— start Material shown —

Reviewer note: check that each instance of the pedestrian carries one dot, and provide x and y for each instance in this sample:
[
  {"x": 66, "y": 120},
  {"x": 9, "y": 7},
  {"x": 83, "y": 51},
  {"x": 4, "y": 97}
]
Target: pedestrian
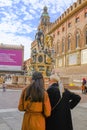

— end Material shown —

● Objective:
Count the lines in the items above that contain the word "pedestrian". Give only the number.

● Answer to this task:
2